• Job 1:
Please print everything in the Yemenite inscription passage below from "Explorers during the" down to "of famine in Egypt.", word for word.

• Passage:
begin
Explorers during the last century discovered a number of other fascinating ancient inscriptions in the Middle East that provided confirmation of facts recorded in the sacred Scriptures…. The greatest treasure of all was a fascinating engraved stone tablet [found in the tomb of a rich Yemenite noblewoman of the patriarchal age] bearing her final inscription which confirmed the biblical account of Joseph’s careful management of the remaining food reserves during the seven years of famine in Egypt.

A Yemenite Inscription About a Famine During the Time of Joseph

In thy name O God, the God of Hamyar,

I Tajah, the daughter of Dzu Shefar, sent my steward to Joseph,

And he delaying to return to me, I sent my hand maid

With a measure of silver, to bring me back a measure of flour:

And not being able to procure it, I sent her with a measure of gold:

And not being able to procure it, I sent her with a measure of pearls:

And not being able to procure it, I commanded them to be ground:

And finding no profit in them, I am shut up here.
end
• Job 2:
In the entries, rewrite everything from the line containing "[locate] the paved" down to the line containing "x=36, y=272", replacing "white stone panel" with "pale stone slab" and keeping all else unchanged. Return only those lines.

• Records shown:
begin
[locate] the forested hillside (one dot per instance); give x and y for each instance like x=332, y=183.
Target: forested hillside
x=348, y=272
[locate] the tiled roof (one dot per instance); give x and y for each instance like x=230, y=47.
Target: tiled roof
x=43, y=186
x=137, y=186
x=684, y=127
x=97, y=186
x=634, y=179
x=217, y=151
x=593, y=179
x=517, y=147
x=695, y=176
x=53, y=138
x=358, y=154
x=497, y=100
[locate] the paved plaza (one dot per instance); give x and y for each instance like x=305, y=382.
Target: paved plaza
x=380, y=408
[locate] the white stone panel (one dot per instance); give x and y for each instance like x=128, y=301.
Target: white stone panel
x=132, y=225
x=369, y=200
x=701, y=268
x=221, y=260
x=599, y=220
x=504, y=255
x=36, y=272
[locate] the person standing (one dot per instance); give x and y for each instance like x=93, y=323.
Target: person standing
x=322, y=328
end
• Full solution 1:
Explorers during the last century discovered a number of other fascinating ancient inscriptions in the Middle East that provided confirmation of facts recorded in the sacred Scriptures…. The greatest treasure of all was a fascinating engraved stone tablet [found in the tomb of a rich Yemenite noblewoman of the patriarchal age] bearing her final inscription which confirmed the biblical account of Joseph’s careful management of the remaining food reserves during the seven years of famine in Egypt.

• Full solution 2:
[locate] the paved plaza (one dot per instance); give x and y for each instance like x=305, y=382.
Target: paved plaza
x=380, y=408
[locate] the pale stone slab (one dot per instance); give x and y for each instance like x=128, y=301.
Target: pale stone slab
x=132, y=225
x=369, y=200
x=701, y=268
x=221, y=260
x=599, y=220
x=504, y=255
x=36, y=272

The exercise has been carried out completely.